>>>

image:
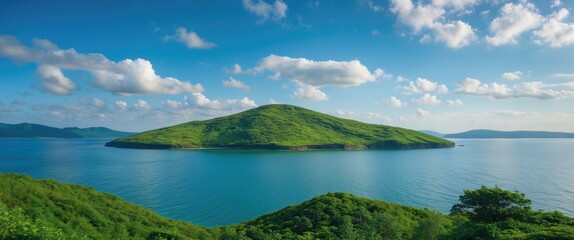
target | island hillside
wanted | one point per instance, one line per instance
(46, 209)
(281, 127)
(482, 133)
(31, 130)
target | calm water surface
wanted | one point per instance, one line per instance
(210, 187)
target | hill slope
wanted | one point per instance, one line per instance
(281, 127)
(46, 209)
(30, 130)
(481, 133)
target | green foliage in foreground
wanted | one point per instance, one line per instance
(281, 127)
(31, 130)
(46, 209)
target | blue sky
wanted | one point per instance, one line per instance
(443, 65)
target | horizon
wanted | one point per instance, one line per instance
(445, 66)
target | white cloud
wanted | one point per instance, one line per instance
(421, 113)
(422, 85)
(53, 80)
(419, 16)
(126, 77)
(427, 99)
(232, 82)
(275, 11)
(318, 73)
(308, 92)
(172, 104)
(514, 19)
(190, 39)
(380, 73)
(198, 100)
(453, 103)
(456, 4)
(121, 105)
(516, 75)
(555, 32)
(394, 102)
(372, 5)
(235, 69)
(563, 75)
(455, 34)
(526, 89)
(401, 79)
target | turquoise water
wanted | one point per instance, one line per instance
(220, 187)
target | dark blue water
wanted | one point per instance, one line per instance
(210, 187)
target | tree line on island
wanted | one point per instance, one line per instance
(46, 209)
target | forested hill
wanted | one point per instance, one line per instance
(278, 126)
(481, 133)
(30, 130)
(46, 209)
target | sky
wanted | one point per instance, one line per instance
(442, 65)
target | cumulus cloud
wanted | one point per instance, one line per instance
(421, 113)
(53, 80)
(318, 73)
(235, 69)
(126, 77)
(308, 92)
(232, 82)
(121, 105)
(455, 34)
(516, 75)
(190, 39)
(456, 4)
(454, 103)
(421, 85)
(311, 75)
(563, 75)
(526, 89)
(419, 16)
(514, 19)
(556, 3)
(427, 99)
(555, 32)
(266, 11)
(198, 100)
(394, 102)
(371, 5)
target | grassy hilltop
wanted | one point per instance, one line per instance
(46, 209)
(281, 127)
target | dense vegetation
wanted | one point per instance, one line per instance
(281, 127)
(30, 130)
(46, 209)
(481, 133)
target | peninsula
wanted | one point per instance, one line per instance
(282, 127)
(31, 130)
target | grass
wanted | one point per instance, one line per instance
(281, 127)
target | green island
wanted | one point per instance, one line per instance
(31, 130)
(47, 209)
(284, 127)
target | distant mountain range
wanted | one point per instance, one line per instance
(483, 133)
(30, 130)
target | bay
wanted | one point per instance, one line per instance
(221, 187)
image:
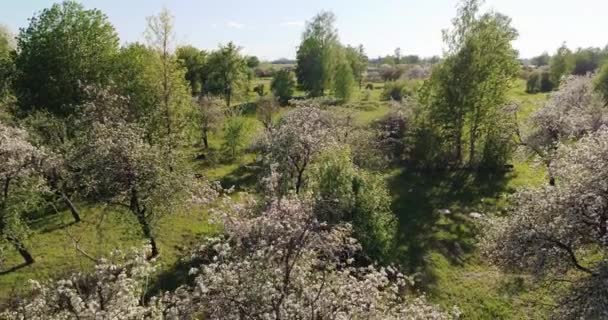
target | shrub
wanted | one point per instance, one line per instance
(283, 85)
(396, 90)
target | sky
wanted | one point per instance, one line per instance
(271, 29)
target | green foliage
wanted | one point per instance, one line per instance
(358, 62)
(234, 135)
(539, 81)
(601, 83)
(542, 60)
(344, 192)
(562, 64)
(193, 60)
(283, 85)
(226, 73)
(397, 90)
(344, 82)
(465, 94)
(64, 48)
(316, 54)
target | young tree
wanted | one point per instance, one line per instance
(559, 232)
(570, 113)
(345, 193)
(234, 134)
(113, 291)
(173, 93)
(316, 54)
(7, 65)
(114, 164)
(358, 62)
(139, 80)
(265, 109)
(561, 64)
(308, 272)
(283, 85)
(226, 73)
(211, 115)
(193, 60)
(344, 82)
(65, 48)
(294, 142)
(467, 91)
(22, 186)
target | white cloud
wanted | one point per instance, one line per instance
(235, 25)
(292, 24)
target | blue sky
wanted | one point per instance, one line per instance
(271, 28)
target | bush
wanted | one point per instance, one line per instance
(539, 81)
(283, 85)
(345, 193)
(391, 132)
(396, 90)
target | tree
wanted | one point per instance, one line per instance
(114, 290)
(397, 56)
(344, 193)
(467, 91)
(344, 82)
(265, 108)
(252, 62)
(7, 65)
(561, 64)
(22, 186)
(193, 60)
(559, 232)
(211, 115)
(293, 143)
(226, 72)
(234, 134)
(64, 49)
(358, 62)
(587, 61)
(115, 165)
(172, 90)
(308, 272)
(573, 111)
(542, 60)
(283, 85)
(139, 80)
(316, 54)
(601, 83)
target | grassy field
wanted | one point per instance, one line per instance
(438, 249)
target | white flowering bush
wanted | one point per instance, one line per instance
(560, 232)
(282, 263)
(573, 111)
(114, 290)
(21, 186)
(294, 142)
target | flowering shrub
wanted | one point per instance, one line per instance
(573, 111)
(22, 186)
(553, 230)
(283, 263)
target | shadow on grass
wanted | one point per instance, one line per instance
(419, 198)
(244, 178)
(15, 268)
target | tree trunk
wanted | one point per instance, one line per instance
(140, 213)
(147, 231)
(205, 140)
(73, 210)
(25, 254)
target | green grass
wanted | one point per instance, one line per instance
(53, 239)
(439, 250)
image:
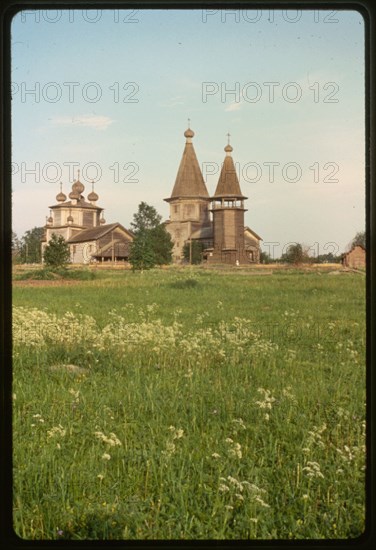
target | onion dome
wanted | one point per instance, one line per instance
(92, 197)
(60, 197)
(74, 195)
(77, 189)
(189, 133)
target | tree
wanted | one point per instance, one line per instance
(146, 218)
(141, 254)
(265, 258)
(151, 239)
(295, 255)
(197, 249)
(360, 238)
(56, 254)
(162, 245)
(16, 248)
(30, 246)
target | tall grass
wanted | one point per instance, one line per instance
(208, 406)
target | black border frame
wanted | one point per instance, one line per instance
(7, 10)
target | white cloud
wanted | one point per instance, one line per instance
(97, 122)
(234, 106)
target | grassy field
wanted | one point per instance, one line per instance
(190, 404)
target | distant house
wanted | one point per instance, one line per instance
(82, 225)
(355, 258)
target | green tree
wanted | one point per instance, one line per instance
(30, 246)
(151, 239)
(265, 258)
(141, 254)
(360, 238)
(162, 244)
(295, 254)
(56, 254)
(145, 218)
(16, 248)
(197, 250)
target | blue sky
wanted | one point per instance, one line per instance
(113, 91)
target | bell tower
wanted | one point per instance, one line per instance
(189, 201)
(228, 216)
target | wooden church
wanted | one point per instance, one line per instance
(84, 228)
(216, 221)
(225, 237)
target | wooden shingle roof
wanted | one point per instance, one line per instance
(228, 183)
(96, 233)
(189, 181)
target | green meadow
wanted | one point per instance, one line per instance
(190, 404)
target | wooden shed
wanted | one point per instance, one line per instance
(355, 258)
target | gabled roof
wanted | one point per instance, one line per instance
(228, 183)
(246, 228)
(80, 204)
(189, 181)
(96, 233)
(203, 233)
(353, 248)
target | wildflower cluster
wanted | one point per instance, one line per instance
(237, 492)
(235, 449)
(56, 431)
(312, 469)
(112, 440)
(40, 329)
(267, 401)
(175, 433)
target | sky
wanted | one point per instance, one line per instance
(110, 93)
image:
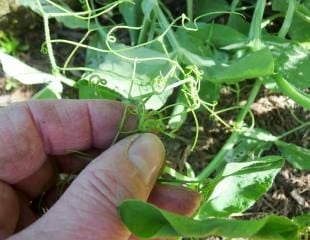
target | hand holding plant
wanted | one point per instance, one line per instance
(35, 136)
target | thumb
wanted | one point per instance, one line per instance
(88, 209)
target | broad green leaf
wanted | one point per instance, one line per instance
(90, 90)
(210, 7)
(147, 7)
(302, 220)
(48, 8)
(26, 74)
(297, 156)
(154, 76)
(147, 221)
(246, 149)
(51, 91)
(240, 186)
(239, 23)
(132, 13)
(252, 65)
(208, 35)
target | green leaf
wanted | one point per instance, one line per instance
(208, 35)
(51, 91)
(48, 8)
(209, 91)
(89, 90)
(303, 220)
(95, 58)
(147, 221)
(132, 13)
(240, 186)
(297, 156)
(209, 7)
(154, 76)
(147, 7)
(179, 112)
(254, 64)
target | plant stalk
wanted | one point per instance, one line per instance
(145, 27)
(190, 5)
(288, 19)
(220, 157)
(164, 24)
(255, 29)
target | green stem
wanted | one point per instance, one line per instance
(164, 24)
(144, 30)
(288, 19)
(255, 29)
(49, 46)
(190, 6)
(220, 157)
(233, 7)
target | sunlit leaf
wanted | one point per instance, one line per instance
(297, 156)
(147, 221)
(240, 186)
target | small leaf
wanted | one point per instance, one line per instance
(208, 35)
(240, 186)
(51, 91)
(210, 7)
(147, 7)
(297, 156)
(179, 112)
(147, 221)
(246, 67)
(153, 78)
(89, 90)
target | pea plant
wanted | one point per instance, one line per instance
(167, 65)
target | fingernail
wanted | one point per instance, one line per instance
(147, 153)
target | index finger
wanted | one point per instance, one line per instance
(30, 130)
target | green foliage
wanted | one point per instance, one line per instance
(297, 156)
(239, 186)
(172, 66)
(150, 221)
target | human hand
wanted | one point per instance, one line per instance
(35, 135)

<<<

** Task objective **
Begin with the line containing "target | green leaf" and repeat each line exactly until the records above end.

** Exercise solution **
target | green leaf
wanted | one point per instance, one line per instance
(208, 35)
(51, 91)
(48, 8)
(209, 91)
(89, 90)
(303, 220)
(95, 58)
(147, 221)
(132, 13)
(240, 186)
(297, 156)
(209, 7)
(154, 76)
(147, 7)
(179, 112)
(254, 64)
target | plant stalk
wanted | one point per instance, one line per instance
(145, 27)
(190, 5)
(288, 19)
(220, 157)
(164, 24)
(255, 29)
target | green stem
wanted | one point per instance, one line per instance
(164, 24)
(144, 30)
(288, 19)
(255, 29)
(49, 46)
(190, 6)
(220, 157)
(233, 7)
target | sunlit leaf
wanted | one point per instance, one line per instance
(297, 156)
(147, 221)
(240, 186)
target | small leaf
wanted | one point per instance, one line per instance
(208, 35)
(240, 186)
(51, 91)
(210, 7)
(147, 7)
(297, 156)
(179, 112)
(147, 221)
(246, 67)
(153, 78)
(89, 90)
target | pea plant
wanted | one point per instance, one line per instance
(167, 65)
target | fingernail
wanted | one point per instance, one line per instance
(147, 153)
target | index finger
wanted | one point per instance, one line per instance
(30, 130)
target | green foliage
wanted | one point per instance, one line per instance
(297, 156)
(239, 186)
(172, 66)
(150, 221)
target | human hand
wanted | one point per instance, one line per instance
(35, 135)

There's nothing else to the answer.